D. The March 15, 1999 Opinion
Blandford moved for reconsideration and amendment of the January 19th opinion, arguing for the first time that the building was not vacant under the policy terms because it was under renovation. He stated that during 1997 he replaced deteriorated 2x4s on a side wall, re-supported a section along the gutter board and replaced the gutter board, a fire escape, and prepared the side of the building for replacement siding.
In the March 15, 1999 opinion, the court again referred to the Description of Terms in the original policy. The court found that at E.6.a.2 the policy stated that "Buildings under construction or renovation are not considered vacant." The court held in the March opinion that "Although the Slevin building was unoccupied, it was not considered vacant if it was under renovation." The court concluded that a genuine issue of material fact existed regarding whether the building was under renovation and thereby not vacant under the terms of the policy. Blandford's motion to amend the January 19th opinion was granted, and the ruling was altered to reflect that Liberty Mutual's motion for summary judgment on the fire loss claim was denied.
E. Liberty Mutual's Motion to Amend the January 19, 1999 and March 15, 1999 Opinions
In the present motion, Liberty Mutual has urged that our January 19th opinion was in error insofar as the court found that only a portion of the Vacancy Loss Condition was replaced by the Vacancy Limitation endorsement. Upon reconsideration of the matter, the court concludes that Liberty Mutual's position is well taken and that our January opinion was in error.
The Vacancy Limitation and Increase of Hazard Endorsement states clearly that "[t]his endorsement replaces the Vacancy Loss Condition . . ." of the original policy [emphasis ours]. The Vacancy Loss Condition of the original policy is found at Section E — Loss Conditions; Subsection 6 — Vacancy. Subsection 6 — Vacancy was divided into two parts: (a) Description of Terms and (b) Vacancy Provisions. The Vacancy Loss Condition of the policy to which the endorsement referred consisted of both parts (a) and (b) of the Vacancy subsection. There was nothing in the endorsement to suggest that only a portion of the Vacancy Loss Condition was replaced. Therefore, the Vacancy Loss Condition, consisting of both Terms and Provisions, was replaced in its entirety. When an endorsement modifies or restricts the terms of the original policy, the endorsement controls. As noted by the United States Court of Appeals for the Sixth Circuit in Valassis Communications, Inc. v. Aetna Casualty Surety Company, 97 F.3d 870, 873(6th Cir. 1996),
Insurance contract law also dictates that when an endorsement deletes language from a policy, a court must not consider the deleted language in its interpretation of the remaining agreement. 43 Am.Jur.2d Insurance § 275 (1982) . . . To determine if an agreement, as modified, is ambiguous, the court examines the language and assigns the "plain and unambiguous . . . meaning" to its remaining words. [citation omitted].
We must give the statement "This endorsement replaces the Vacancy Loss Condition" its clear and plain meaning, and conclude that the Vacancy Loss Condition as a whole was replaced by the endorsement.

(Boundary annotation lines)

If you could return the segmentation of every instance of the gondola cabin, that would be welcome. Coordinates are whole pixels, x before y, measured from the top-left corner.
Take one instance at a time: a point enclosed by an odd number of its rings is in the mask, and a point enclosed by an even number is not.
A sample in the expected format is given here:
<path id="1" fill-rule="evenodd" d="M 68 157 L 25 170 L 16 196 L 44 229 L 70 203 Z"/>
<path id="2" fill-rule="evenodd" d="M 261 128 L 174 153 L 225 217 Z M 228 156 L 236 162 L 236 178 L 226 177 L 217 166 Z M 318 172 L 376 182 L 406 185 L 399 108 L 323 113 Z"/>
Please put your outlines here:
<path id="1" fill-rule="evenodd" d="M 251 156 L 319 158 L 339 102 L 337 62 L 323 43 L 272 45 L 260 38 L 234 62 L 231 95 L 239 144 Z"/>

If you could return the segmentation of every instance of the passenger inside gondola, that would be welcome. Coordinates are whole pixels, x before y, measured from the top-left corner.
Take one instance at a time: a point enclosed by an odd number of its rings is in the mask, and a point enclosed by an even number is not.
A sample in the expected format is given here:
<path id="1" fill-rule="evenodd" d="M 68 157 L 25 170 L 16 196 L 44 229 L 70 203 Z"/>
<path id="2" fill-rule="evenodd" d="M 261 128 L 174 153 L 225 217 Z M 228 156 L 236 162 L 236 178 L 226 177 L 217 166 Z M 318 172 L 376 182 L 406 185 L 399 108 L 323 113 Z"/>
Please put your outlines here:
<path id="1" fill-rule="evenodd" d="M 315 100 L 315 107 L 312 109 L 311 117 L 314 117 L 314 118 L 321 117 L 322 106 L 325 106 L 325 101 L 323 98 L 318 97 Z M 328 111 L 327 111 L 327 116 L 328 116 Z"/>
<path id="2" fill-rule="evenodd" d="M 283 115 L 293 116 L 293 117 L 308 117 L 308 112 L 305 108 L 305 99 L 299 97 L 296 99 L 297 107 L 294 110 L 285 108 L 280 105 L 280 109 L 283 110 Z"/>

**WORK TO COMPLETE**
1 - According to the court opinion excerpt, what did Blandford replace on a side wall during 1997?
2 - Transcribe the court opinion excerpt from "We must give" up to and including "by the endorsement.".
Rely only on the court opinion excerpt.

**RESPONSES**
1 - Deteriorated 2x4s.

2 -
We must give the statement "This endorsement replaces the Vacancy Loss Condition" its clear and plain meaning, and conclude that the Vacancy Loss Condition as a whole was replaced by the endorsement.